Output every record below exactly.

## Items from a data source
■ ■ ■ ■
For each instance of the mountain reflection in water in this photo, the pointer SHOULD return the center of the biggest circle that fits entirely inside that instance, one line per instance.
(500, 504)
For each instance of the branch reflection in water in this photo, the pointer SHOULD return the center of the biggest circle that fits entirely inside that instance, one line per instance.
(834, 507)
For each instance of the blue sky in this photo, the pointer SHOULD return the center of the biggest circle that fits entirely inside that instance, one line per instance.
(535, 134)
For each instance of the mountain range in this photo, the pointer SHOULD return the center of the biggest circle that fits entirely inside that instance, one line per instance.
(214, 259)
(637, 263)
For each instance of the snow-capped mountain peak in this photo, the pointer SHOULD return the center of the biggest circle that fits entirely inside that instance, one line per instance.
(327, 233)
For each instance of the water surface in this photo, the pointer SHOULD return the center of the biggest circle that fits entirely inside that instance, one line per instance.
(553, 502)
■ ■ ■ ■
## COMPLETED EXERCISE
For each instance of the mountain reflection in water in this photo, the pointer SHOULD return the center of the biggest circle that fits entirely inside that instance, one line per instance.
(500, 504)
For each instance of the branch reflection in water in this photo, the pointer SHOULD return the center of the biggest circle that fits entirely inside that instance, one line per instance.
(834, 507)
For each instance of the blue sky in this photo, the pointer SHOULD return the center of the biggest circle that fits entirely inside that instance, one line per instance.
(535, 134)
For each instance of the mountain range in this photo, the pointer SHOULD return the center of the biggest circle that fits entirely inside that instance, one line per instance.
(214, 259)
(637, 263)
For each instance of the snow-capped mountain peak in this photo, the pointer SHOULD return the center of the biggest circle that fits entirely inside that instance, one line per instance.
(327, 233)
For each instance of the water surface in this photo, the pointer SHOULD return the center of the biggest circle that fits entirely inside that instance, one line per instance.
(553, 502)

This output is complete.